TASKS TO PERFORM ▸
a – Answer these questions from the text below on the new Roman Missal translation.
(i) On what date will the third typical edition first be used at English-language Masses in the US?
(ii) In what year was the first translation done, according to Fr Peter?
(iii) What position does Mons Guido Marini hold?
b – For each statement, say whether it agrees with the text below on the new Roman Missal translation, and quote the words that decide it.
(i) The Vatican approved the new Order of the Mass in 2008.
(ii) The changes to the people's responses are more extensive than the changes to the celebrant's words.
(iii) Fr Peter considers the American approach a good pastoral model.

TEXT UNDER STUDY ▸
● ● ● ● ●
Catholic News Service reports that Catholics in the US will begin using the new Roman Missal on the first Sunday of Advent in 2011, Cardinal Francis E. George of Chicago said.
The cardinal’s announcement as president of the US Conference of Catholic Bishops marks the formal beginning of more than 15 months of education and training leading to the first use of the “third typical edition” of the Roman Missal at English-language Masses in the US on November 27, 2011.
The changes to be implemented in late 2011 include new responses by the people in about a dozen sections of the Mass, although changes in the words used by the celebrant are much more extensive.
Fr Peter said: “We’re not doing it how the Americans are doing it. They’re doing something of a ‘Band-aid’ approach, where you do all the preparation, then on the one Sunday you change everything. We don’t think that’s a good model pastorally.”
Fr Peter said the benefit of the new translation is that it gives a “more accurate rendering” of the Latin.
“I think there is general agreement by everybody that when the first translation was done back in 1973, because the fact that everybody was clamouring for the vernacular text, the job was rushed,” he said.
“The other difficulty was that the instrument of translation they used was one in which fidelity to the primary or source language was not really specified in terms of translation.”
People attending Pope Benedict XVI’s Masses in Scotland and England in September will get a chance to hear and sing a few of the newly translated Mass texts, according to the Pope’s chief liturgist.
Mons Guido Marini, papal master of liturgical ceremonies, told Catholic News Service that the prayers sung in English at the papal Masses in Great Britain will use the translations from the new Order of the Mass approved by the Vatican in 2008.
“The songs from the Order of the Mass – for example, the Gloria – will be from the new translation, which was approved a while ago,” he said.
The words for the rest of the Mass prayers “will be from the text currently in use”, he said, because when the papal Masses were being planned, the Vatican had not yet granted final approval to the bishops of Scotland, England and Wales for the complete English translation of the Roman Missal.
Although the new translation of the Order of the Mass, which contains the main prayers used at Mass, was approved by the Vatican two years ago, bishops’ conferences in English-speaking countries decided to wait to introduce the prayers until the entire Roman Missal was translated and approved.
The new translation of the Mass was designed to follow more closely the text in the original Latin.
In the Gloria, which Mons Marini said would be sung during the papal trip, the new English text begins: “Glory to God in the highest, and on earth peace to people of good will. We praise you, we bless you, we adore you, we glorify you, we give you thanks for your great glory, Lord God, heavenly King, O God, almighty Father.”
The text currently in use begins: “Glory to God in the highest and peace to his
people on earth. Lord God, heavenly King, almighty God and Father, we worship you, we give you thanks, we praise you for your glory.”
● ● ● ● ●
Stored data entries:
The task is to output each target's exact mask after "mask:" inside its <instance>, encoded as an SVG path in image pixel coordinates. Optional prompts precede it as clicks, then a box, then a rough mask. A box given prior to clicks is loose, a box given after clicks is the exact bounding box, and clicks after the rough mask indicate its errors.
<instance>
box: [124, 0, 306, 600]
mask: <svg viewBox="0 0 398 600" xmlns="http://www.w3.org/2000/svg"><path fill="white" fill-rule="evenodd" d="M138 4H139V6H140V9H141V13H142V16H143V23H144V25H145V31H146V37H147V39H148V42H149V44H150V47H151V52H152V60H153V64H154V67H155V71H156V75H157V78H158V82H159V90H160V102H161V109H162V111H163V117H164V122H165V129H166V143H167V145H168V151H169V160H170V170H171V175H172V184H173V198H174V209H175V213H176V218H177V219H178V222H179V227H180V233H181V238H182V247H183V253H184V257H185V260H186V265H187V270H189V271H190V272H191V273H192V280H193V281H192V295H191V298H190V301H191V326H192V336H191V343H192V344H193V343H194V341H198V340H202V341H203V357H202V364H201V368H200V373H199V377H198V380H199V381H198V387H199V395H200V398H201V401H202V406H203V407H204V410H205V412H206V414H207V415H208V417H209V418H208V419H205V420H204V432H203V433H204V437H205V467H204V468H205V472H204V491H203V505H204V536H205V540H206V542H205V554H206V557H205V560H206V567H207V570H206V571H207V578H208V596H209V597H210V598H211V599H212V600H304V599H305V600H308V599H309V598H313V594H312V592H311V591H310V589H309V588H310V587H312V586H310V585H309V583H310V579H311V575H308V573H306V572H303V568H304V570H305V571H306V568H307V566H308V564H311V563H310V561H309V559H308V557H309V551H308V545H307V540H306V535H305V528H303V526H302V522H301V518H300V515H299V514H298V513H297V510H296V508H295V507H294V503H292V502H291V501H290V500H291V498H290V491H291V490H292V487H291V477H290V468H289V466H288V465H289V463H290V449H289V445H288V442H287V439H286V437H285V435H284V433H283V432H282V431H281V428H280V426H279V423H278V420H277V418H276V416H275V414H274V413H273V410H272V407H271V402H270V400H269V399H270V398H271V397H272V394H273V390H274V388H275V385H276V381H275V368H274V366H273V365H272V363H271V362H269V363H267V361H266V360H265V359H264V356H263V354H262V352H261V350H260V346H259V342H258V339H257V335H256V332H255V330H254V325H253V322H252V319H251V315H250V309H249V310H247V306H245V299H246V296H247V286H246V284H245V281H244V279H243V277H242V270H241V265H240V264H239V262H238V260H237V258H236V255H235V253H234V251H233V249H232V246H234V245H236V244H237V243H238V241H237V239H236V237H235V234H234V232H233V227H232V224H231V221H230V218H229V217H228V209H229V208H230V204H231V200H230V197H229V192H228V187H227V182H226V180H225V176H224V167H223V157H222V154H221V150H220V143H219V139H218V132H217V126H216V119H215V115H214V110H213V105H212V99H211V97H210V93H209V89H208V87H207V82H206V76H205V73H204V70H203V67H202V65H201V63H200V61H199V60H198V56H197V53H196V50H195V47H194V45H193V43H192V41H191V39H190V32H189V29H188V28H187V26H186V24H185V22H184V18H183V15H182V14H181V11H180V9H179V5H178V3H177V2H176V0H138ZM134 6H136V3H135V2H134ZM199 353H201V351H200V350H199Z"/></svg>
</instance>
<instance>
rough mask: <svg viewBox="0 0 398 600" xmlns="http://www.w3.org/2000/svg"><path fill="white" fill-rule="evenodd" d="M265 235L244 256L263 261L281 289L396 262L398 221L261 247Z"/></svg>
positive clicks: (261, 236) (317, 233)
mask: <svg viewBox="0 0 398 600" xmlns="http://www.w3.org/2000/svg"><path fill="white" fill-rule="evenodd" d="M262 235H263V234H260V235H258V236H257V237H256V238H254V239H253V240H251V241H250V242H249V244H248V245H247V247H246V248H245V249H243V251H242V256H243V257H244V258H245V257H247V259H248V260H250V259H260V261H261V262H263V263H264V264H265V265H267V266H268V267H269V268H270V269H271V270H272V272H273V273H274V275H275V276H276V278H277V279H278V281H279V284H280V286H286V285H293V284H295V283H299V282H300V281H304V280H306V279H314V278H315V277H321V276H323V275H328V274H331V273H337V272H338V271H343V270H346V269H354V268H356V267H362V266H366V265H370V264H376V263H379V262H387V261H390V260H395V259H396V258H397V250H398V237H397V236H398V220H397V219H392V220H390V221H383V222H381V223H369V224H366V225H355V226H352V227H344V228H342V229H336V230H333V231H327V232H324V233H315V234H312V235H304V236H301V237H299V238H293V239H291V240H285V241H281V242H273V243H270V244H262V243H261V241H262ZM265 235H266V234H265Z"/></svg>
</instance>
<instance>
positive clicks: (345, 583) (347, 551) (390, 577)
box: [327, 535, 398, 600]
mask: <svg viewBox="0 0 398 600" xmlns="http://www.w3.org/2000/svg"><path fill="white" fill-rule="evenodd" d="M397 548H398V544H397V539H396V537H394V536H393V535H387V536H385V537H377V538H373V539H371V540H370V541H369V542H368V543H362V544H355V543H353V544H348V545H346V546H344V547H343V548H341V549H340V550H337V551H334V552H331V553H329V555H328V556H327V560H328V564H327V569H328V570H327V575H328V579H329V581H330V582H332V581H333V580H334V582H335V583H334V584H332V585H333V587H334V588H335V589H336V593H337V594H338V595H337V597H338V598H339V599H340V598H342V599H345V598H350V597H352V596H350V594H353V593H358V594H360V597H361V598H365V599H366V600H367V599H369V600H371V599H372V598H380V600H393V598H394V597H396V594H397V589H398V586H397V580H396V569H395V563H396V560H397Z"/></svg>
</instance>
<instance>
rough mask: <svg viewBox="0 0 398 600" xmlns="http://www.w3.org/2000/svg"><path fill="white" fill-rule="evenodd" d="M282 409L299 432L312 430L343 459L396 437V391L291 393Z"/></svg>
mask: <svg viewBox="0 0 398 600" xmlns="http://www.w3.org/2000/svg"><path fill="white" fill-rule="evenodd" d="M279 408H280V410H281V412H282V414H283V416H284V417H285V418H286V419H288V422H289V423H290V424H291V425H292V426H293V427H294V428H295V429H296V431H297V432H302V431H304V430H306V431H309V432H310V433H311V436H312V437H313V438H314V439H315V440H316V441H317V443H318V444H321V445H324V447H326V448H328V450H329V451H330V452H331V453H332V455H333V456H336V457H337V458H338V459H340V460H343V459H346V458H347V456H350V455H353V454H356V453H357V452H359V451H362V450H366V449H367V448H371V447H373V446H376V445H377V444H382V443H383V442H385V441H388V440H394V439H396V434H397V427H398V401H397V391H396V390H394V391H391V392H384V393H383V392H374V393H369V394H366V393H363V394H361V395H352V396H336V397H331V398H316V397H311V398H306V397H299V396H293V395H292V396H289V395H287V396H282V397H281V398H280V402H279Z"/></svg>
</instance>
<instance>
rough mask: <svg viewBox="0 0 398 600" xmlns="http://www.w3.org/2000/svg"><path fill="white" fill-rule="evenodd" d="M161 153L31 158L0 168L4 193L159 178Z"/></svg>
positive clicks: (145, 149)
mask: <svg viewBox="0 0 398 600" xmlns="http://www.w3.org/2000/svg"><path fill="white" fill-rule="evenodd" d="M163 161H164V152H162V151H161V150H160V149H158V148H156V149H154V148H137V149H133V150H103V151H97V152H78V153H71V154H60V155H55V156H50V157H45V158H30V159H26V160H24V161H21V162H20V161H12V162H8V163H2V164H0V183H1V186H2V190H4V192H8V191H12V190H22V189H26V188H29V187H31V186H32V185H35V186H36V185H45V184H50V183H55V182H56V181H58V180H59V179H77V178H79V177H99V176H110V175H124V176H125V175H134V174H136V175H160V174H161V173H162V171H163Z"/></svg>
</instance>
● ● ● ● ●
RESPONSES TO THE TASKS ▸
a –
(i) November 27, 2011
(ii) 1973
(iii) Papal master of liturgical ceremonies

b –
(i) Yes: "the new Order of the Mass approved by the Vatican in 2008"
(ii) No: "although changes in the words used by the celebrant are much more extensive"
(iii) No: "We don’t think that’s a good model pastorally."